YOUR INSTRUCTIONS: Gather every line of the listing that contains the word "order".
═══ ENTRIES PROVIDED
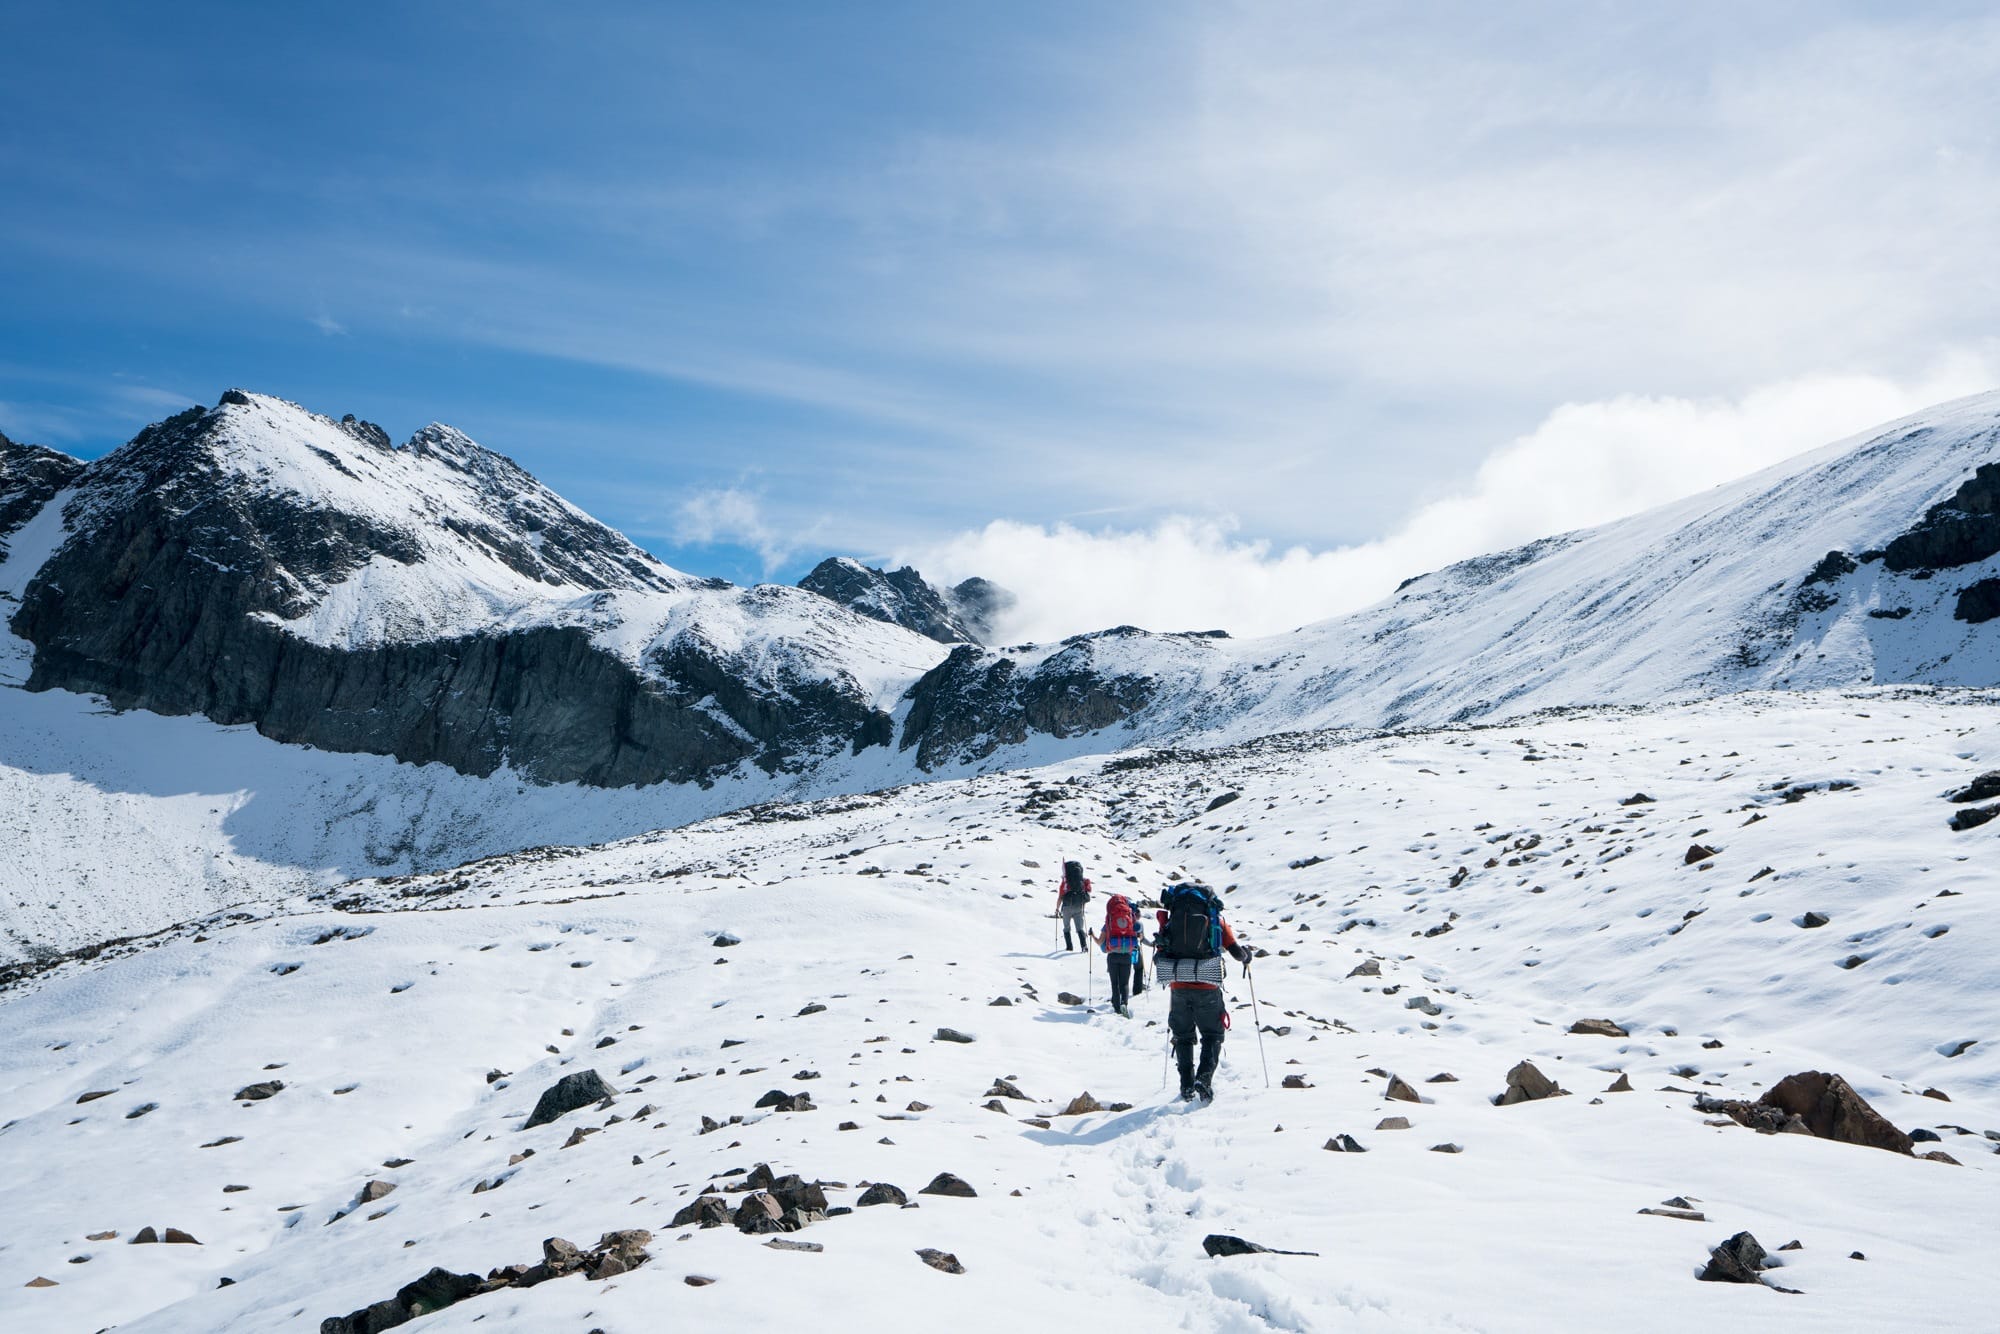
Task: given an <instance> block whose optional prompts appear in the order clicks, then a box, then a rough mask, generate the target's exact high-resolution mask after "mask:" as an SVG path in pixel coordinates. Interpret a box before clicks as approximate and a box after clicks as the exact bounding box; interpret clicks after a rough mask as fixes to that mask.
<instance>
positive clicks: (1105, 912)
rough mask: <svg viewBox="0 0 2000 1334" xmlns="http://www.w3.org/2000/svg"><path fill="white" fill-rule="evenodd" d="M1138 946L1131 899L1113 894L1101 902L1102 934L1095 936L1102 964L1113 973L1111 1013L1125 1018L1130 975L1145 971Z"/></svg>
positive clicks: (1136, 974) (1130, 999) (1128, 1017)
mask: <svg viewBox="0 0 2000 1334" xmlns="http://www.w3.org/2000/svg"><path fill="white" fill-rule="evenodd" d="M1138 946H1140V936H1138V912H1136V910H1134V908H1132V900H1130V898H1126V896H1124V894H1112V896H1110V898H1108V900H1106V902H1104V934H1100V936H1098V948H1102V950H1104V966H1106V968H1108V970H1110V974H1112V1014H1122V1016H1124V1018H1132V978H1134V976H1142V974H1144V964H1140V958H1138ZM1142 986H1144V980H1142Z"/></svg>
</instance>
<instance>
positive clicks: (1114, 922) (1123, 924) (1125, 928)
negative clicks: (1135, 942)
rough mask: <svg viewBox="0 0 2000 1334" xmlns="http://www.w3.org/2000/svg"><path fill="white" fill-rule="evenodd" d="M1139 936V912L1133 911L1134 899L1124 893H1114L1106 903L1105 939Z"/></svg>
mask: <svg viewBox="0 0 2000 1334" xmlns="http://www.w3.org/2000/svg"><path fill="white" fill-rule="evenodd" d="M1126 936H1132V938H1138V914H1136V912H1132V900H1128V898H1126V896H1124V894H1112V896H1110V900H1108V902H1106V904H1104V940H1120V938H1126Z"/></svg>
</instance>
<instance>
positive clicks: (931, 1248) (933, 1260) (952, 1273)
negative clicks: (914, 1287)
mask: <svg viewBox="0 0 2000 1334" xmlns="http://www.w3.org/2000/svg"><path fill="white" fill-rule="evenodd" d="M916 1256H918V1258H920V1260H922V1262H924V1264H928V1266H930V1268H934V1270H942V1272H946V1274H964V1272H966V1266H962V1264H960V1262H958V1256H954V1254H952V1252H948V1250H934V1248H930V1246H926V1248H922V1250H918V1252H916Z"/></svg>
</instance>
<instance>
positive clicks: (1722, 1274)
mask: <svg viewBox="0 0 2000 1334" xmlns="http://www.w3.org/2000/svg"><path fill="white" fill-rule="evenodd" d="M1766 1258H1768V1256H1766V1254H1764V1248H1762V1246H1758V1242H1756V1238H1754V1236H1750V1234H1748V1232H1738V1234H1736V1236H1732V1238H1730V1240H1726V1242H1722V1244H1720V1246H1716V1248H1712V1250H1710V1252H1708V1268H1704V1270H1702V1274H1700V1278H1702V1282H1710V1284H1760V1282H1764V1280H1762V1278H1760V1274H1758V1270H1762V1268H1764V1260H1766Z"/></svg>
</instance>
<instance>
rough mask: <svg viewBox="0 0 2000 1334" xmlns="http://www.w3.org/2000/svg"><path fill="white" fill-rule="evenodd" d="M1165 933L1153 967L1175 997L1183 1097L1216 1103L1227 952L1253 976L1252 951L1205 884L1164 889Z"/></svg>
mask: <svg viewBox="0 0 2000 1334" xmlns="http://www.w3.org/2000/svg"><path fill="white" fill-rule="evenodd" d="M1158 916H1160V934H1158V936H1156V950H1154V968H1156V970H1158V974H1160V982H1162V986H1166V988H1168V996H1170V998H1172V1000H1170V1004H1168V1010H1166V1026H1168V1028H1170V1030H1172V1032H1174V1062H1176V1064H1178V1066H1180V1098H1182V1102H1186V1100H1190V1098H1200V1100H1202V1102H1214V1096H1216V1094H1214V1078H1216V1064H1220V1060H1222V1034H1224V1030H1226V1028H1228V1010H1226V1008H1224V1006H1222V954H1224V952H1228V954H1230V956H1232V958H1236V962H1238V964H1242V966H1244V976H1248V974H1250V950H1246V948H1244V946H1240V944H1238V942H1236V932H1232V930H1230V924H1228V922H1224V920H1222V900H1220V898H1216V892H1214V890H1210V888H1208V886H1206V884H1194V882H1182V884H1170V886H1166V888H1164V890H1160V914H1158ZM1196 1034H1200V1036H1202V1064H1200V1066H1196V1064H1194V1036H1196Z"/></svg>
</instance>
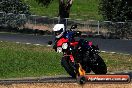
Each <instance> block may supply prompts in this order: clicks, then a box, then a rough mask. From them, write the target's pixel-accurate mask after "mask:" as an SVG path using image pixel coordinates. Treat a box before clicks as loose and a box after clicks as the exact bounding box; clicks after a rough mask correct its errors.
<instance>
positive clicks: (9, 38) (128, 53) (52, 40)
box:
══════
ANSWER AREA:
Task: given an <instance> block whose optional prompts appear in the order clicks, then a box, then a rough mask, generate the target's exact high-resolution mask after "mask:" as an SVG path in pixel coordinates. Interpret a box before clicks as approximate and a box after clicks as the exact bounding box; interpret clicks after a rough mask as fixes to that mask.
Each <instance> block may supply prompts in this order: clicks, then a box, then a rough mask. From them, write the target's pixel-accurate mask after "mask:" as an SVG path using image pixel coordinates. Treat a box before clicks as loose and a box after clicks as the exact bounding box; clicks after a rough mask correct its errors.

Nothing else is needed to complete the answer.